**SOURCE RECORDS**
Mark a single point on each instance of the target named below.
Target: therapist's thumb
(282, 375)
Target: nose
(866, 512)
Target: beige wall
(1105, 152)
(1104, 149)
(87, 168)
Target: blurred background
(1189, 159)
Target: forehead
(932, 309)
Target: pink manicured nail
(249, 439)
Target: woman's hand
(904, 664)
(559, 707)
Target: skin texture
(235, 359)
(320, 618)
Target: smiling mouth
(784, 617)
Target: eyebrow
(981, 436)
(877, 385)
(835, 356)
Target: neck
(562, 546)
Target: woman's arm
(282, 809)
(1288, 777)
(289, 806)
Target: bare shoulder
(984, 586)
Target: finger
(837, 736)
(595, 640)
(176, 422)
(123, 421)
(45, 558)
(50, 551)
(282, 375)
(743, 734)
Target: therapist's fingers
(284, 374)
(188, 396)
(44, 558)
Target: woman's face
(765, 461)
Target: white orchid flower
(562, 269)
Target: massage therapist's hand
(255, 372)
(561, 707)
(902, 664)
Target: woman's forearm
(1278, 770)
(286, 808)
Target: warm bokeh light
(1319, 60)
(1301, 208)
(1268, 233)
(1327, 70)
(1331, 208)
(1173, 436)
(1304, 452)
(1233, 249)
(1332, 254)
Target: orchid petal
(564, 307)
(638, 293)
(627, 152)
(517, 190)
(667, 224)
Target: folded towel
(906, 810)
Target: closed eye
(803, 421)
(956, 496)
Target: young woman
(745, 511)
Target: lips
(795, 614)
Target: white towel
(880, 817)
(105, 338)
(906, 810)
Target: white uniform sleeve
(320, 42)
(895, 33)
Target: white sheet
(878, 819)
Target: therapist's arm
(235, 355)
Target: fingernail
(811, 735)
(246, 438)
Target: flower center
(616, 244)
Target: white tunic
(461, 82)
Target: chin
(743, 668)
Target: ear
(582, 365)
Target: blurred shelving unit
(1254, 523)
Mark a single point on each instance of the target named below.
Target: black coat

**WHAT THE TASK ASKS**
The complete material above is to be retyped word for word.

**REPLY**
Mark a single point on each instance of the target named below.
Target: therapist's thumb
(282, 375)
Target: nose
(866, 512)
Target: beige wall
(1105, 152)
(1104, 149)
(87, 168)
Target: blurred background
(1189, 159)
Target: forehead
(932, 309)
Target: pink manicured nail
(249, 439)
Target: woman's hand
(904, 664)
(559, 707)
Target: skin texture
(235, 359)
(320, 618)
Target: smiling mouth
(784, 617)
Target: eyebrow
(981, 436)
(877, 385)
(835, 356)
Target: neck
(562, 546)
Target: woman's arm
(282, 809)
(1288, 777)
(289, 806)
Target: bare shoulder
(984, 586)
Target: finger
(837, 736)
(595, 640)
(176, 422)
(123, 421)
(45, 558)
(50, 551)
(282, 375)
(743, 734)
Target: therapist's fingers
(284, 374)
(188, 396)
(44, 558)
Target: woman's face
(765, 461)
Target: white orchid flower
(562, 269)
Target: massage therapist's hand
(255, 372)
(561, 707)
(902, 664)
Target: woman's forearm
(1278, 770)
(286, 808)
Target: warm bokeh light
(1319, 60)
(1301, 208)
(1268, 233)
(1327, 70)
(1331, 208)
(1173, 436)
(1304, 452)
(1233, 249)
(1332, 254)
Target: orchid petal
(564, 307)
(638, 293)
(627, 152)
(517, 190)
(667, 224)
Target: folded towel
(906, 810)
Target: closed eye
(803, 421)
(956, 496)
Target: young woman
(745, 511)
Target: lips
(795, 614)
Target: white towel
(880, 817)
(105, 338)
(906, 810)
Target: white uniform sleeve
(320, 42)
(895, 33)
Target: white sheet
(878, 819)
Target: therapist's arm
(235, 355)
Target: fingernail
(811, 735)
(246, 438)
Target: flower center
(616, 244)
Target: white tunic
(461, 82)
Target: chin
(743, 668)
Target: ear
(582, 365)
Target: blurred shelving unit
(1254, 523)
Mark a single point on each instance of the target named below.
Target: black coat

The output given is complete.